Directions for this task: An exact copy of every record below is needed, with all pictures removed.

========================================================================

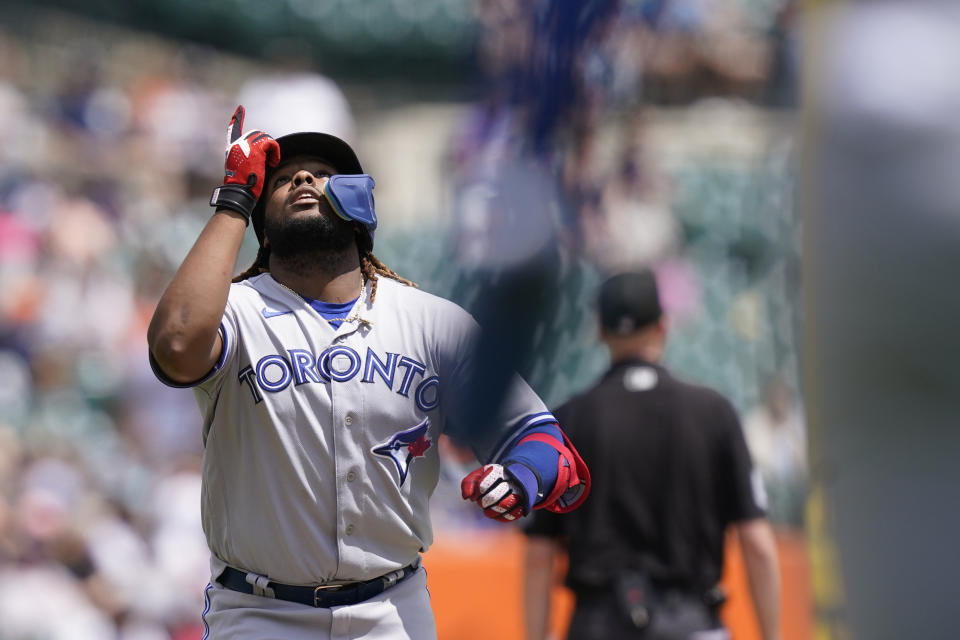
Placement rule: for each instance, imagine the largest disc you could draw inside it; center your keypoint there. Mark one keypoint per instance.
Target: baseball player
(324, 380)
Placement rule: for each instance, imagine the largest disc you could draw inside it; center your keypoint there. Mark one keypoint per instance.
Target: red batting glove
(497, 492)
(245, 167)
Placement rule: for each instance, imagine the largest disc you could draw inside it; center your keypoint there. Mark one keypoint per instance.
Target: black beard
(306, 242)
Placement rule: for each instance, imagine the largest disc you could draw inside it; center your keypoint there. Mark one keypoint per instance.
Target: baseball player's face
(298, 218)
(296, 186)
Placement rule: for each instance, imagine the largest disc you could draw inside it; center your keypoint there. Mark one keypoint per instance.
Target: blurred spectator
(776, 435)
(107, 156)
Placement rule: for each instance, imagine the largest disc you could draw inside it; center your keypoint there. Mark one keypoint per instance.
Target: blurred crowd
(107, 158)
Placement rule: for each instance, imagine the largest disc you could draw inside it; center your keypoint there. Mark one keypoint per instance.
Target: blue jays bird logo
(404, 446)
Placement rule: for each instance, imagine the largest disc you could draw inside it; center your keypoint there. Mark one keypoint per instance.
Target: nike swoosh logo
(270, 314)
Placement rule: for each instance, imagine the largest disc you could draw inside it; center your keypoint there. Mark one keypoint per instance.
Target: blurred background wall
(662, 133)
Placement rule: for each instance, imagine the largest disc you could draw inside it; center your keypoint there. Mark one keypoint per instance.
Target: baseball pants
(401, 612)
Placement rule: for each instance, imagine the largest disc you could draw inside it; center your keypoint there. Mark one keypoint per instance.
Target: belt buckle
(323, 587)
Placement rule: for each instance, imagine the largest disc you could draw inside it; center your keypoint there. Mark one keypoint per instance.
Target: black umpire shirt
(670, 470)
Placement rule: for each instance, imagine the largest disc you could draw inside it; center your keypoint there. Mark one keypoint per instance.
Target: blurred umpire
(671, 473)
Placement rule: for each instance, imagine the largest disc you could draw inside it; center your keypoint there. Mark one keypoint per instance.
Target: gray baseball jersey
(320, 443)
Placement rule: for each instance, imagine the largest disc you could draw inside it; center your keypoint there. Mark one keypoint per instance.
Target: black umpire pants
(678, 616)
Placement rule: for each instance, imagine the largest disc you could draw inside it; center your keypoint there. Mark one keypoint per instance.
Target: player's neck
(336, 282)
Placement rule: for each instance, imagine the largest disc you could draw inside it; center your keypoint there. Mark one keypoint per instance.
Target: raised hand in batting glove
(497, 491)
(247, 157)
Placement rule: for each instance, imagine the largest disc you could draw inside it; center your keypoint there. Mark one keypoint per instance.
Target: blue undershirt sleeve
(534, 464)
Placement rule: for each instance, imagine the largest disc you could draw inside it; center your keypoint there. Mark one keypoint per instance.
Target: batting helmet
(332, 150)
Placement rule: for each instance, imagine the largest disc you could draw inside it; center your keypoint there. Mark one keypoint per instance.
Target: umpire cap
(629, 301)
(308, 143)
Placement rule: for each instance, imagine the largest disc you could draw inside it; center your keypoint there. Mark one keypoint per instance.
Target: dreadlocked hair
(259, 265)
(370, 265)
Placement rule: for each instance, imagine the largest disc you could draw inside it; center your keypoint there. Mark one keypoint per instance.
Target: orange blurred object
(475, 582)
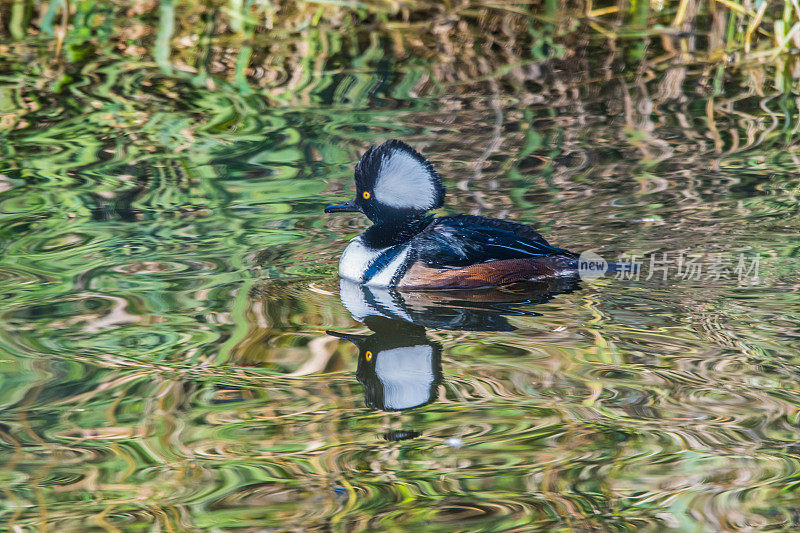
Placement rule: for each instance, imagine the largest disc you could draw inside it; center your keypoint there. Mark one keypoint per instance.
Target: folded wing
(459, 241)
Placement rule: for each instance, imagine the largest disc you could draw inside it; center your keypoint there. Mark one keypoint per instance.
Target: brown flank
(487, 274)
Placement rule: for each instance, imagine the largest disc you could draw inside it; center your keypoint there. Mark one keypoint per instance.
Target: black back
(462, 240)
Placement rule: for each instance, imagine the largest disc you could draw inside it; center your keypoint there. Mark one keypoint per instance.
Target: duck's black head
(394, 183)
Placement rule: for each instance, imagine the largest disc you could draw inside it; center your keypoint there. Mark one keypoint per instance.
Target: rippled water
(170, 304)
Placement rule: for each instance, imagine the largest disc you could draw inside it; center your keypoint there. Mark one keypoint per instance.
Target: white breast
(406, 374)
(358, 257)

========================================================================

Task output:
Placement rule: for each instance, imagine the largest disc you could draw inside it; center your keypoint there. Mark one keypoint per instance.
Target: baseball player
(324, 380)
Placement rule: for each instance, imagine the largest disc you could draw inside it; center your keypoint there. Mark one keypoint per instance.
Target: red batting glove
(497, 492)
(245, 167)
Placement rule: for each instance, imagine the largest disc you could draw inside it; center your keypoint there. Mark one keypoint per instance.
Target: black beard
(306, 242)
Placement rule: for each instance, imagine the largest disc you could draw inside it; center your keypoint there. Mark one keypoint per instance.
Target: baseball player's face
(298, 218)
(296, 186)
Placement rule: for each instance, imagine the largest disc you could draw inside it; center your keypoint there. Mark one keypoint per instance.
Target: blurred spectator
(776, 435)
(107, 156)
Placement rule: for each instance, imagine the largest disc you could draw inside it; center your keypoint there. Mark one keypoint per instance.
Target: blurred crowd
(107, 158)
Placement rule: for each instance, imagine the largest disc you could draw inside it; center your keypoint there. Mark one keypoint per instance.
Target: blue jays bird logo
(404, 446)
Placement rule: for each instance, imagine the largest disc you could draw inside it; center your keypoint there. Mark one keypoint per instance.
Target: nike swoosh logo
(270, 314)
Placement rule: for each instance, imagine the largest disc you could draw inside it; center your keypoint there. Mark one keypoint per instance.
Target: blurred background wall
(662, 133)
Placement rule: for each instance, imagine the largest disc you could draw inside it; center your keypoint there. Mark one keypoint per instance.
Target: baseball pants
(401, 612)
Placement rule: for each instance, imagine the largest disc you could draw inside it; center your keypoint there. Mark one keypoint per instance.
Target: belt buckle
(323, 587)
Placement rule: for each instance, imagine the largest disc you could draw inside it; center your keypoint there. Mark one keypoint per instance.
Target: black umpire shirt
(670, 470)
Placement rule: for each instance, imagine the largest disc you could draw inside it; center your keypoint there. Mark one keypoint per instance.
Target: blurred umpire
(671, 473)
Placement rule: for each instance, imagine the largest disc you could draw inside it; center your keypoint there. Mark one keypoint per instance.
Target: gray baseball jersey
(320, 443)
Placement rule: for each instance, imagine the largest disc you could draw inside it; center your keypoint there. Mark one keypoint per instance.
Target: black umpire pants
(678, 616)
Placement rule: for each instance, imagine the largest disc you could draw inside it; center your keypoint there. Mark one keypoint per instance.
Target: player's neck
(336, 282)
Placement rule: for each instance, imagine the largest disc you could draw inside it; center your keypoint there. Mark one keypoint per instance.
Target: raised hand in batting glove
(497, 491)
(247, 157)
Placement rule: for each instance, imagine the largest disc you could draw inside it; center your keypoint there. Mark one keypoint per instance.
Target: blue undershirt sleeve
(534, 464)
Placement rule: for each instance, imagine the largest disc you could draw inside it; center your keypoint there. Mark one keypoint per instance.
Target: batting helmet
(332, 150)
Placement rule: for each instance, imagine the largest disc you could draw inside it; center your keypoint there. Mark one keypoint per instance.
Target: umpire cap
(629, 301)
(308, 143)
Placement rule: for each instance, imagine the largest disc you could draw inside it; center your keypoint there. Mark one keypoint per instance.
Target: dreadlocked hair
(259, 265)
(370, 265)
Placement rule: for each instance, imagine the largest disc you could draw inside it; center your keypoint there. Mark one keypoint per instance.
Target: orange blurred object
(475, 582)
Placement rule: for each instance, imagine the largest disc you could draw inside it; center your keypoint there. Mark one keypoint per instance.
Target: folded wing
(459, 241)
Placement rule: for each instance, imagine the largest disc you could draw inside it; center your keypoint there. Mark one keypoint per instance.
Target: brown flank
(487, 274)
Placement rule: for each instance, imagine the largest disc you could draw inside it; center your keypoint there. Mark one keypoint per instance.
Target: black back
(462, 240)
Placement rule: for each instance, imagine the largest disc you could draw inside it; center your keypoint there. Mark one keypoint per instance.
Target: duck's black head
(394, 183)
Placement rule: for each instance, imagine the largest disc you could draw inside it; center your keypoint there. Mark one keypoint per instance.
Target: rippled water
(170, 304)
Placement rule: for each instance, imagine the largest disc you could draw inside it; center your keypoint there. Mark one keypoint per instance.
Target: white breast
(406, 374)
(358, 257)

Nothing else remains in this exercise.